Data items
--- START ---

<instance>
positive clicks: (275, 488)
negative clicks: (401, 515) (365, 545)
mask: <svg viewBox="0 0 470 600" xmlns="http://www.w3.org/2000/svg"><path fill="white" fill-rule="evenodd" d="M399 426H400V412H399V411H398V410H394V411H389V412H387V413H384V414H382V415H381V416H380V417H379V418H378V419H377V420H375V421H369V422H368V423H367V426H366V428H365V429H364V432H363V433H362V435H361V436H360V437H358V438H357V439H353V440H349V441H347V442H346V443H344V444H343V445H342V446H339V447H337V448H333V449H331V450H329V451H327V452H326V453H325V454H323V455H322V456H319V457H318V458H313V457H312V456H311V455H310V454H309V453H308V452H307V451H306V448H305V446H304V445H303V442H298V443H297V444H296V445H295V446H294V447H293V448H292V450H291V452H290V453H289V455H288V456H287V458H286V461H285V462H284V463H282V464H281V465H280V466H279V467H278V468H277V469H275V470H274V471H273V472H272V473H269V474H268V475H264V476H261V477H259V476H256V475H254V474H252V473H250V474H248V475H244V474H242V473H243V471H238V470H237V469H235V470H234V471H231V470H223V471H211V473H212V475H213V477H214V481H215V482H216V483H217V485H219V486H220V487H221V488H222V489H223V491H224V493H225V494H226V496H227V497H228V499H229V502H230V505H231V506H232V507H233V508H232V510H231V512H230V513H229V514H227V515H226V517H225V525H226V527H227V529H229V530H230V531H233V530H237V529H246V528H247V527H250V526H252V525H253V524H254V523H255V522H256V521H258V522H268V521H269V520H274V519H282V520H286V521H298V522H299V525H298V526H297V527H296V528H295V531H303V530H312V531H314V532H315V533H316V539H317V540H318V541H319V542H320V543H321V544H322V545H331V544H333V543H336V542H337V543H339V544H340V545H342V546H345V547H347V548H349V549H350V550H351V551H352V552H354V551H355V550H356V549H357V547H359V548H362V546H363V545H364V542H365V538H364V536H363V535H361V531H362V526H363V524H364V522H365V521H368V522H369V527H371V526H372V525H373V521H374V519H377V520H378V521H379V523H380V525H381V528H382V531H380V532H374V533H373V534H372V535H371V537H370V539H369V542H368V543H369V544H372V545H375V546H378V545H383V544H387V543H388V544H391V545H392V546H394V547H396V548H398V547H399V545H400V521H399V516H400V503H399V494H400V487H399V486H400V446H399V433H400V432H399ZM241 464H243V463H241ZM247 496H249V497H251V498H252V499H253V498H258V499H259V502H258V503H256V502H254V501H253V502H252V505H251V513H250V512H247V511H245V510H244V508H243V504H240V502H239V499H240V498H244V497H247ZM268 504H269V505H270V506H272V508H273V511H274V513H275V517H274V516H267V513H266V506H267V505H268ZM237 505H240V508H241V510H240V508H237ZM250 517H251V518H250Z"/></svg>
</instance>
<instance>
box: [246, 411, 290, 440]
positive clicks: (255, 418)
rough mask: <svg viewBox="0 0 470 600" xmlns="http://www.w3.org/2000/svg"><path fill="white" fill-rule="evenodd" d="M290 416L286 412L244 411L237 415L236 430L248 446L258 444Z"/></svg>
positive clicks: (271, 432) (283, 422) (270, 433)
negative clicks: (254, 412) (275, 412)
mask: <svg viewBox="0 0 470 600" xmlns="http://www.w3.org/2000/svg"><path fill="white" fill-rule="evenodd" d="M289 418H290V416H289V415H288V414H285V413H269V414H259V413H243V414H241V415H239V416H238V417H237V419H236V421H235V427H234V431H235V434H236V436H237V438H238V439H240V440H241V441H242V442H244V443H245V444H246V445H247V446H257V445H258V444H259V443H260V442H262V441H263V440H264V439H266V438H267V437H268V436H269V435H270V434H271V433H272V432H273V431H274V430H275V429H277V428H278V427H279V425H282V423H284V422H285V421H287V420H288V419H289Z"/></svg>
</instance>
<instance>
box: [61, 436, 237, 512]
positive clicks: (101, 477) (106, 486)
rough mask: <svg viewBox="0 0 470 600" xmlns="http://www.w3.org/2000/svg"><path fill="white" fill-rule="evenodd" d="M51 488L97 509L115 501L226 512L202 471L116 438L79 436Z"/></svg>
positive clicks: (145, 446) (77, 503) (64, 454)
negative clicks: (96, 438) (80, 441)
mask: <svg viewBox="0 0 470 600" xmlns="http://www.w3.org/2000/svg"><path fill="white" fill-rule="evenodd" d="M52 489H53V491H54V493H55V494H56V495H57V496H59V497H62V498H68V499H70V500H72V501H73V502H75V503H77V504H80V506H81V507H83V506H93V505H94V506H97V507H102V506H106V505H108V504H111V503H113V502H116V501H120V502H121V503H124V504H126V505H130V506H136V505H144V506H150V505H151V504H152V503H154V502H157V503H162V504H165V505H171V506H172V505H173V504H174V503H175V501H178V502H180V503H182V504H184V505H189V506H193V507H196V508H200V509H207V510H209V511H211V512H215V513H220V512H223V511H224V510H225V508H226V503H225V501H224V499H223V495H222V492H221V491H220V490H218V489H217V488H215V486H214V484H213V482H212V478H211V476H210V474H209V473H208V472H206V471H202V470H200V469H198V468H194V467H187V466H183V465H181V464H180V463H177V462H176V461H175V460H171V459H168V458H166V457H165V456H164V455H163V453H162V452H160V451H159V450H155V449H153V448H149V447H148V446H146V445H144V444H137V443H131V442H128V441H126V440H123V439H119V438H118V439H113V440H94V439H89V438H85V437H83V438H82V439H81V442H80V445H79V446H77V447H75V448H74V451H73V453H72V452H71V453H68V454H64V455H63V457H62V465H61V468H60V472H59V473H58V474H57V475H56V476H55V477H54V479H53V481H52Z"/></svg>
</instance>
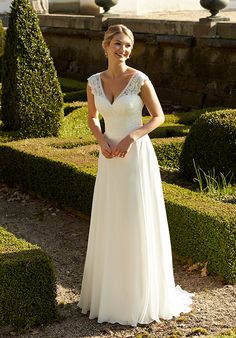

--- END ---

• Task:
Copy out each record word for word and omit any pictures.

• Task answer:
<instance>
positive clicks: (275, 488)
negative clicks: (401, 515) (365, 545)
mask: <svg viewBox="0 0 470 600" xmlns="http://www.w3.org/2000/svg"><path fill="white" fill-rule="evenodd" d="M399 426H400V412H399V411H398V410H394V411H389V412H387V413H384V414H382V415H381V416H380V417H379V418H378V419H377V420H375V421H369V422H368V423H367V426H366V428H365V429H364V432H363V433H362V435H361V436H360V437H358V438H357V439H353V440H349V441H347V442H346V443H344V444H343V445H342V446H339V447H337V448H333V449H331V450H329V451H327V452H326V453H325V454H323V455H322V456H319V457H318V458H313V457H312V456H311V455H310V454H309V453H308V452H307V451H306V448H305V446H304V445H303V442H298V443H297V444H296V445H295V446H294V447H293V448H292V450H291V452H290V453H289V455H288V456H287V458H286V461H285V462H284V463H282V464H281V465H280V466H279V467H278V468H277V469H275V470H274V471H273V472H272V473H269V474H268V475H264V476H261V477H259V476H256V475H254V474H252V473H250V474H248V475H244V474H242V473H243V471H238V470H237V469H235V470H234V471H231V470H223V471H211V473H212V475H213V477H214V481H215V482H216V483H217V485H219V486H220V487H221V488H222V489H223V491H224V493H225V494H226V496H227V497H228V499H229V502H230V505H231V506H232V507H233V508H232V510H231V512H230V513H229V514H227V515H226V517H225V525H226V527H227V529H229V530H230V531H233V530H237V529H246V528H247V527H250V526H252V525H253V524H254V523H255V522H256V521H258V522H268V521H269V520H274V519H282V520H286V521H298V522H299V525H298V526H297V527H296V528H295V531H303V530H312V531H314V532H315V533H316V539H317V540H318V541H319V542H320V543H321V544H322V545H331V544H333V543H336V542H337V543H339V544H340V545H342V546H345V547H347V548H349V549H350V550H351V551H352V552H354V551H355V550H356V549H357V547H359V548H362V546H363V545H364V542H365V538H364V536H363V535H361V531H362V526H363V524H364V522H365V521H368V522H369V527H371V526H372V525H373V521H374V519H377V520H378V521H379V523H380V525H381V528H382V531H380V532H374V533H373V534H372V535H371V537H370V539H369V542H368V543H369V544H372V545H375V546H378V545H383V544H387V543H388V544H391V545H392V546H394V547H396V548H398V547H399V545H400V521H399V516H400V503H399V494H400V487H399V486H400V446H399V433H400V432H399ZM241 464H243V463H241ZM247 496H249V497H251V498H252V499H253V498H258V499H259V502H258V503H256V502H254V501H253V502H252V505H251V513H250V512H247V511H245V510H244V508H243V504H240V502H239V499H240V498H244V497H247ZM268 504H269V505H270V506H272V508H273V511H274V513H275V517H274V516H267V513H266V506H267V505H268ZM237 505H240V508H241V510H240V508H237ZM250 517H251V518H250Z"/></svg>
</instance>
<instance>
box: [246, 411, 290, 440]
positive clicks: (255, 418)
rough mask: <svg viewBox="0 0 470 600" xmlns="http://www.w3.org/2000/svg"><path fill="white" fill-rule="evenodd" d="M290 416L286 412L244 411L237 415L236 430L248 446L258 444Z"/></svg>
positive clicks: (271, 432) (283, 422) (270, 433)
negative clicks: (254, 412) (275, 412)
mask: <svg viewBox="0 0 470 600" xmlns="http://www.w3.org/2000/svg"><path fill="white" fill-rule="evenodd" d="M289 418H290V416H289V415H288V414H285V413H269V414H259V413H243V414H241V415H239V416H238V417H237V419H236V421H235V427H234V431H235V434H236V436H237V438H238V439H240V440H241V441H242V442H244V443H245V444H246V445H247V446H257V445H258V444H259V443H260V442H262V441H263V440H264V439H266V438H267V437H268V436H269V435H270V434H271V433H272V432H273V431H274V430H275V429H277V428H278V427H279V425H282V423H284V422H285V421H287V420H288V419H289Z"/></svg>
</instance>
<instance>
box: [61, 436, 237, 512]
positive clicks: (101, 477) (106, 486)
rough mask: <svg viewBox="0 0 470 600" xmlns="http://www.w3.org/2000/svg"><path fill="white" fill-rule="evenodd" d="M51 488L97 509L115 501L226 512L202 471L116 438L79 436Z"/></svg>
positive clicks: (145, 446) (77, 503) (64, 454)
negative clicks: (96, 438) (80, 441)
mask: <svg viewBox="0 0 470 600" xmlns="http://www.w3.org/2000/svg"><path fill="white" fill-rule="evenodd" d="M52 489H53V491H54V493H55V494H56V495H57V496H59V497H62V498H68V499H70V500H72V501H73V502H75V503H77V504H80V506H81V507H83V506H93V505H94V506H97V507H102V506H106V505H108V504H111V503H113V502H116V501H120V502H121V503H124V504H126V505H130V506H136V505H144V506H150V505H151V504H152V503H154V502H157V503H162V504H165V505H171V506H172V505H173V504H174V503H175V501H178V502H180V503H182V504H184V505H189V506H193V507H196V508H200V509H207V510H209V511H211V512H215V513H220V512H223V511H224V510H225V508H226V503H225V501H224V499H223V495H222V492H221V491H220V490H218V489H217V488H215V486H214V484H213V482H212V478H211V476H210V474H209V473H208V472H206V471H202V470H200V469H198V468H194V467H187V466H183V465H181V464H180V463H177V462H176V461H175V460H171V459H168V458H166V457H165V456H164V455H163V453H162V452H160V451H159V450H155V449H153V448H149V447H148V446H146V445H144V444H137V443H131V442H128V441H126V440H123V439H119V438H118V439H113V440H94V439H89V438H85V437H83V438H82V439H81V442H80V445H79V446H77V447H75V448H74V451H73V453H72V452H71V453H68V454H64V455H63V457H62V465H61V468H60V472H59V473H58V474H57V475H56V476H55V477H54V479H53V481H52Z"/></svg>
</instance>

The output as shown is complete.